***** Information shown

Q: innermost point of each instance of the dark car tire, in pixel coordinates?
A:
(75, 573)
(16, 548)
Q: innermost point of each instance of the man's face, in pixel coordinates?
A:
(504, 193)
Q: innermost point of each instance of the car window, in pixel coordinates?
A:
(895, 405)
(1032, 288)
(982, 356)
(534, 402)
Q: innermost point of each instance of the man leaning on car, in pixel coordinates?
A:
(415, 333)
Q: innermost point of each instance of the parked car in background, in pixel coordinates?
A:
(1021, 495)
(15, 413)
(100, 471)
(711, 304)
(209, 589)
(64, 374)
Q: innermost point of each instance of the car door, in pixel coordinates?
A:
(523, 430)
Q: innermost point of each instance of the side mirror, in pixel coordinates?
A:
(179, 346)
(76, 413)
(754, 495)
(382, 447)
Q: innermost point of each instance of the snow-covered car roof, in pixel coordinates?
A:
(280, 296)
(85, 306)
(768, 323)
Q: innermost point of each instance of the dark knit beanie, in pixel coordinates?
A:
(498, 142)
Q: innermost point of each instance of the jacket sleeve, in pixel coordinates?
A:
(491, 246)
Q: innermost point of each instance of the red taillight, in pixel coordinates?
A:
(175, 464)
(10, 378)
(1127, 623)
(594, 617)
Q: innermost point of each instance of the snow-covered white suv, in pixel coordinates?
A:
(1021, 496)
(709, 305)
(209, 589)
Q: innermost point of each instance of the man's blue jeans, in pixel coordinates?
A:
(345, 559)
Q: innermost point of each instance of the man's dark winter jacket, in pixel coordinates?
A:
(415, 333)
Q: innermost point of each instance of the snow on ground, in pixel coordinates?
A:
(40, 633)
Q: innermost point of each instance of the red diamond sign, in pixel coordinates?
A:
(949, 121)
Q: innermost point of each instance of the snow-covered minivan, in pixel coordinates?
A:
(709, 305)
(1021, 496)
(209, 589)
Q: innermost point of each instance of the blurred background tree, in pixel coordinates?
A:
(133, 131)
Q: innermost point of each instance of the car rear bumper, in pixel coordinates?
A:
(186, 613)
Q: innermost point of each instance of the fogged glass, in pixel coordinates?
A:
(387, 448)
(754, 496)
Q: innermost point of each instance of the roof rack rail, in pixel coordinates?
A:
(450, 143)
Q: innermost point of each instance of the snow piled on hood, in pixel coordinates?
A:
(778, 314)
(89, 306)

**********
***** Information shown

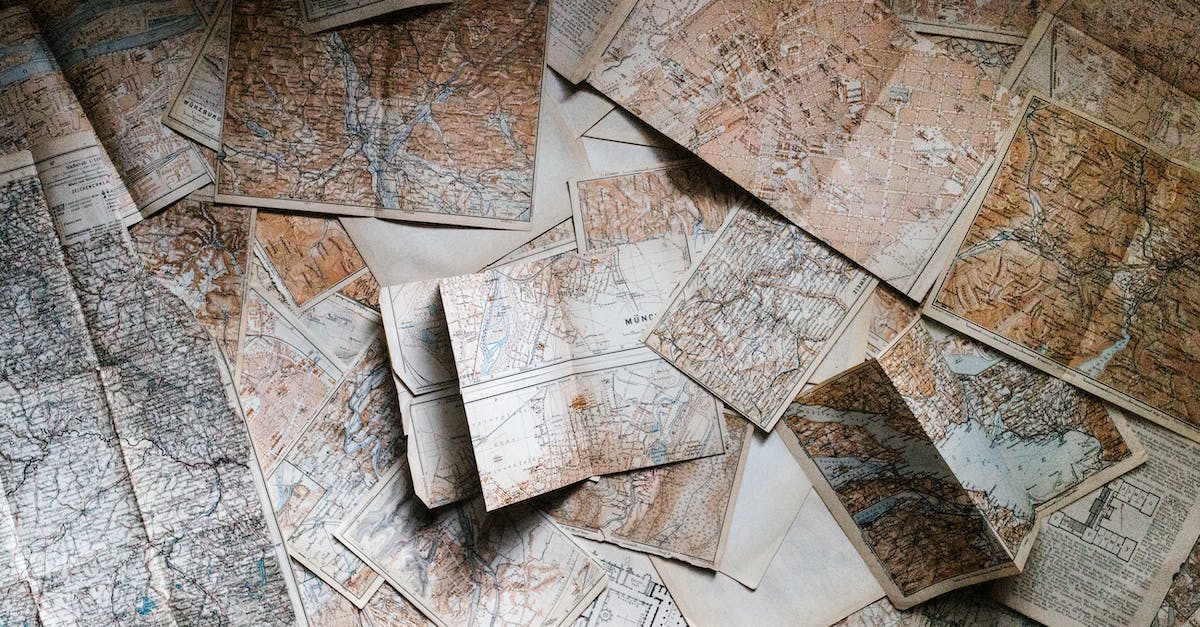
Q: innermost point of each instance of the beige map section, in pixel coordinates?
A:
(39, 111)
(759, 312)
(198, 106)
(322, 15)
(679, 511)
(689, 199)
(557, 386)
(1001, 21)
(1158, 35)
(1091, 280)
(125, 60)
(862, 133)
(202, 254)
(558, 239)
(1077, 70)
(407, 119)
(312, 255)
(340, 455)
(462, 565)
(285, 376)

**********

- [What is asked]:
How many of the lines above contain the string "roof"? Case matters. Reply with the number alone.

- [Exercise answer]:
2